▶ [Required work]
Copy out every line of the records below without changing anything.

▶ [Provided records]
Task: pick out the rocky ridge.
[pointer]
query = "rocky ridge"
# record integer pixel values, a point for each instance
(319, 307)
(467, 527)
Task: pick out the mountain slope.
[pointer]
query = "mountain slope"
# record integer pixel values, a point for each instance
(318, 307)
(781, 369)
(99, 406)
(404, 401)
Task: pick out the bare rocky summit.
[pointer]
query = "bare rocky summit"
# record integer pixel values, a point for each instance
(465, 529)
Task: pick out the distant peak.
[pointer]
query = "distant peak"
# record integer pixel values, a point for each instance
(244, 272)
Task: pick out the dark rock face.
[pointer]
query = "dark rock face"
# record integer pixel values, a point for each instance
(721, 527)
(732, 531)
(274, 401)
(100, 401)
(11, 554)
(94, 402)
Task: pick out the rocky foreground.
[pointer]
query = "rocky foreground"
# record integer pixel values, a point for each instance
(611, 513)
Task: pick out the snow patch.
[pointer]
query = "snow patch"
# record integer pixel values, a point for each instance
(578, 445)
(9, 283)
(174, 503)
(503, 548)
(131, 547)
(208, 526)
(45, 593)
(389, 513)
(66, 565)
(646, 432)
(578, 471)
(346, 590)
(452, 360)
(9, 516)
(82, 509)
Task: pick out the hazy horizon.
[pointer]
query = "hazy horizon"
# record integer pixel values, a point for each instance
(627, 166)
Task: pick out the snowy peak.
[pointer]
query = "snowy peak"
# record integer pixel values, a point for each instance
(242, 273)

▶ [Answer to the problem]
Task: pick out the rocky ridge.
[pointer]
query = "rocky ridge"
# record integer pixel values, a point for each instance
(319, 307)
(467, 527)
Task: pick out the mountain slope.
[pointer]
query = "mountain slope"
# record integer pixel values, a point for each instance
(318, 307)
(781, 369)
(99, 406)
(404, 401)
Task: pick out the bare rocky summit.
[pointer]
query = "bare rocky summit"
# record integer pixel values, a point for each instance
(465, 529)
Task: pick out the distant peak.
[pointer]
query = "distant peak"
# record integer pixel values, a point for each instance
(244, 272)
Task: pick out the dark rock face.
[pointer]
query = "dark rock face"
# record integer pixel values, a point for each instance
(721, 527)
(732, 531)
(274, 401)
(100, 401)
(11, 554)
(94, 402)
Task: pick out the rocky foreground.
[pointer]
query = "rocky foreground"
# record integer pixel values, a point for each instance
(611, 513)
Task: pick out the snow patch.
[pointer]
query = "snow patch"
# record integer pixel values, a point for each instance
(578, 445)
(9, 283)
(174, 503)
(503, 548)
(131, 547)
(208, 526)
(45, 593)
(389, 513)
(66, 565)
(646, 432)
(578, 471)
(346, 590)
(452, 360)
(9, 516)
(82, 509)
Task: pick out the hazy horizon.
[pointer]
query = "hazy horizon"
# record integer pixel values, a point for each instance
(627, 166)
Task: pick out the snowy peak.
[pointer]
query = "snowy peak"
# record integer pixel values, a point for each instance
(242, 273)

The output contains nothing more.